## WORK INSTRUCTIONS
How many lines in the records contain the string "rear"? Give only the number.

Saved data entries:
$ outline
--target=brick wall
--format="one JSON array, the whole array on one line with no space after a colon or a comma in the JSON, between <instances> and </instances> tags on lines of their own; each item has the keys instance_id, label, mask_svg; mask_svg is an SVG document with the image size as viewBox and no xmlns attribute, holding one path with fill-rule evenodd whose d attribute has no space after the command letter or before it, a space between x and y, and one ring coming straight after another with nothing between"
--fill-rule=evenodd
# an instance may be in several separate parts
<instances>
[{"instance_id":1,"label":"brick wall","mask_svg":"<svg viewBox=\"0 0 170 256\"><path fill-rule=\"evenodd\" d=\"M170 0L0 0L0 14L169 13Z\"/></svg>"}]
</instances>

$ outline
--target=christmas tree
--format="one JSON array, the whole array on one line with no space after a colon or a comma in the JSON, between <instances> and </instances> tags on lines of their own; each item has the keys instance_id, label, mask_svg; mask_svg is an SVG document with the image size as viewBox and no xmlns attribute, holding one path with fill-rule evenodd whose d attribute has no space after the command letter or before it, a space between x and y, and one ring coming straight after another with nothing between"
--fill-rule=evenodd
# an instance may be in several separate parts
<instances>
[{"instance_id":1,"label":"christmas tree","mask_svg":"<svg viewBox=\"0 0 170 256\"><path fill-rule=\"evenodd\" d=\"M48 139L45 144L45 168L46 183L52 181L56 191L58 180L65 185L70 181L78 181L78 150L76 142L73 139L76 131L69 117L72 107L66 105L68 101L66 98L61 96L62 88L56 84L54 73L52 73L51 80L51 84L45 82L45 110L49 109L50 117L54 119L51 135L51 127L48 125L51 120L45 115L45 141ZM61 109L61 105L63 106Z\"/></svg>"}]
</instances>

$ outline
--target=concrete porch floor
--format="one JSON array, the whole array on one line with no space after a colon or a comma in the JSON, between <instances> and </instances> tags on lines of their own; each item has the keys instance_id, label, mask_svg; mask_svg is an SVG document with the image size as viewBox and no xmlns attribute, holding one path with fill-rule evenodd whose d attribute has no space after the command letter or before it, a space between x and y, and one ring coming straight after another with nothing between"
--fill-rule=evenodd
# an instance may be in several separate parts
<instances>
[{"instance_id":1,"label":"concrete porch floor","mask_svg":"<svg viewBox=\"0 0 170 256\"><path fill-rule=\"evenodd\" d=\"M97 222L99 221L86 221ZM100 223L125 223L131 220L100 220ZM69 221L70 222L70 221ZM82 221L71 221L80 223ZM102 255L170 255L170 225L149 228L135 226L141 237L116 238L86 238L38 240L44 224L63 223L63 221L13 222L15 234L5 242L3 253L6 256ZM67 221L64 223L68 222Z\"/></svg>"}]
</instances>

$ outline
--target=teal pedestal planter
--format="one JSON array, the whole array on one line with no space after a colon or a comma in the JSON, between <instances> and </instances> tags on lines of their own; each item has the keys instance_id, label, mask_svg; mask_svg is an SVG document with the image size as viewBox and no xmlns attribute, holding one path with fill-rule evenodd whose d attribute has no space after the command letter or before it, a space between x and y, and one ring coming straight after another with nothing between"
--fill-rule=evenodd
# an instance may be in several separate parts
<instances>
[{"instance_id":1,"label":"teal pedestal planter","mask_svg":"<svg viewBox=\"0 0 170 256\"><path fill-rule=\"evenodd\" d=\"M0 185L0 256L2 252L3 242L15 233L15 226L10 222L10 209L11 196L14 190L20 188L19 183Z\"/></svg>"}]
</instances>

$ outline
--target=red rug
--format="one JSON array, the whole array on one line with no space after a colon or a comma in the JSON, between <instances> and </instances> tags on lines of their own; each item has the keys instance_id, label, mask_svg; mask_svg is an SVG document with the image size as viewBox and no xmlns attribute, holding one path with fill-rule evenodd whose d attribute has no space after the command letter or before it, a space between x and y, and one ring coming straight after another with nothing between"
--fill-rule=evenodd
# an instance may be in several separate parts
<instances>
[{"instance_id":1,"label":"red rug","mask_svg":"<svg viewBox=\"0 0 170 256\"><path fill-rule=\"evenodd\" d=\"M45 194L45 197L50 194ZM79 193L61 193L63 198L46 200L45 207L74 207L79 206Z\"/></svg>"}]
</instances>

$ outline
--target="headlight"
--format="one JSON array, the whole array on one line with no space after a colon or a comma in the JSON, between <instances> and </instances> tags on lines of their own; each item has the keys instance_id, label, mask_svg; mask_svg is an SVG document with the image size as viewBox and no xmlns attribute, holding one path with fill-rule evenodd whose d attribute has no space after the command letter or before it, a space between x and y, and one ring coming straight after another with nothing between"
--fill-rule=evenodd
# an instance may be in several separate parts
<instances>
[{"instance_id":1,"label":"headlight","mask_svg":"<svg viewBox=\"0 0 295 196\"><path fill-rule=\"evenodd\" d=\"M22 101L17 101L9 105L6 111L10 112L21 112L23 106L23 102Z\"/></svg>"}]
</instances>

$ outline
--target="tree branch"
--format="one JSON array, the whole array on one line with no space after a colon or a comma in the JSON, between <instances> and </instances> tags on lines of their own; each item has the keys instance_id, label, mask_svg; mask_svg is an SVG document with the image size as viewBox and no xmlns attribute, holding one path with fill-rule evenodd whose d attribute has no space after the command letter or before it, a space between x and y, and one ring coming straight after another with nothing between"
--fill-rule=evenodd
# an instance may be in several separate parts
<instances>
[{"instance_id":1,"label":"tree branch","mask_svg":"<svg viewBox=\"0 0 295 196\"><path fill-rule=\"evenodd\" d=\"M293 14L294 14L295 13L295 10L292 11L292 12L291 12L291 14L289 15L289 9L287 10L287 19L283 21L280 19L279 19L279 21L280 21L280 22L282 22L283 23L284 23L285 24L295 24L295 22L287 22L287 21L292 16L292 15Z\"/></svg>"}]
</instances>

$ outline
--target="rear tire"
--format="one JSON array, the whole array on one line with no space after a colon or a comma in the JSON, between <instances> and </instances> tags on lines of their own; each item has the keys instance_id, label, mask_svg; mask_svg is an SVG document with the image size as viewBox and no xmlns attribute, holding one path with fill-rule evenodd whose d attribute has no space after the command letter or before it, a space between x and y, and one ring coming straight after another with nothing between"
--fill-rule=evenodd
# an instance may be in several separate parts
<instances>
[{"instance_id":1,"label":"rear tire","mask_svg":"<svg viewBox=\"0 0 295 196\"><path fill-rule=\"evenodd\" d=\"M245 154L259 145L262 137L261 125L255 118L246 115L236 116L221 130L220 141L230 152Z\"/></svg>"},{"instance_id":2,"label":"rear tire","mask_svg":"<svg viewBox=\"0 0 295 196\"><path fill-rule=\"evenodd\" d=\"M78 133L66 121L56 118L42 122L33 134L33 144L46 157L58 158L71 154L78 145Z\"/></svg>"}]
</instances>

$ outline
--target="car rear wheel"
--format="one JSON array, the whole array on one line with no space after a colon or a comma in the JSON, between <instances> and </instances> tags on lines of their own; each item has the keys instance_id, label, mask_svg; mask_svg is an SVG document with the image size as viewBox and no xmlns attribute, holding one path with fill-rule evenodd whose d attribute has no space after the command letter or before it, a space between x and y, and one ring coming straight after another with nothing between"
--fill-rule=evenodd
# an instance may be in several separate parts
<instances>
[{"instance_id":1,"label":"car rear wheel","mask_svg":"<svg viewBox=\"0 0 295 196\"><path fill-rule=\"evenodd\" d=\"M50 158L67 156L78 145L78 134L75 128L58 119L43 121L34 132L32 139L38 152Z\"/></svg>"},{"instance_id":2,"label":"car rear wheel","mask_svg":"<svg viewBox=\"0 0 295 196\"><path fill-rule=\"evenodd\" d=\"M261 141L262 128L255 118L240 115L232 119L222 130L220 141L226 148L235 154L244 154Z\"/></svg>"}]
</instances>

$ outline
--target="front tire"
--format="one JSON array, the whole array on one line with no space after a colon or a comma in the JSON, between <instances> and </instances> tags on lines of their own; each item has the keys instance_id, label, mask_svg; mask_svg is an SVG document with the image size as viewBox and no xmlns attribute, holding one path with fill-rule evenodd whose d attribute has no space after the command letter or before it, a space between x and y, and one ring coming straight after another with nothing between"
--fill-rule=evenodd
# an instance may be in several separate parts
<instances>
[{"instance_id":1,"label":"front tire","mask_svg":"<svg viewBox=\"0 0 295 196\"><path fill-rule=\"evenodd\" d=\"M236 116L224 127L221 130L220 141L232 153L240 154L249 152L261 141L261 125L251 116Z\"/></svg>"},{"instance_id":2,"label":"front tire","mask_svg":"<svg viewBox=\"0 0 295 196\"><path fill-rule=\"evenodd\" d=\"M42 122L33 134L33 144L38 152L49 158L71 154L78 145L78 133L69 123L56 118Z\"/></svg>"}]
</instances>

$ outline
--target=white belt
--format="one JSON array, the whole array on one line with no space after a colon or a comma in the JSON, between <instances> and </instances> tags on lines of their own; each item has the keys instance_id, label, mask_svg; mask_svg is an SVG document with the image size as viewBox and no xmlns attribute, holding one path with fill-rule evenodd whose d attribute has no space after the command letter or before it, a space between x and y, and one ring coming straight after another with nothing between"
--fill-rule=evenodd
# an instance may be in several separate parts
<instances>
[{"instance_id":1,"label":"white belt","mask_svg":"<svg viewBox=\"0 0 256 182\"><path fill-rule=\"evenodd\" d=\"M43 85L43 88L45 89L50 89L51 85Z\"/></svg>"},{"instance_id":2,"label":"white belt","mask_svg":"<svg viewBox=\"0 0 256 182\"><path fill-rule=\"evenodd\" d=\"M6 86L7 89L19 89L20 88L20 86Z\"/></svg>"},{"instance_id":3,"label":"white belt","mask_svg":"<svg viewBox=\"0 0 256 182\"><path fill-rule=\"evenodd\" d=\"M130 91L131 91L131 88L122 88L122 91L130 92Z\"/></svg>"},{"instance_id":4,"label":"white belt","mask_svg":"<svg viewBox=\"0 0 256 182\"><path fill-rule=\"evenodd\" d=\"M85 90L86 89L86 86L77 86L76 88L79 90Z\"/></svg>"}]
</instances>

## WRITTEN SOLUTION
4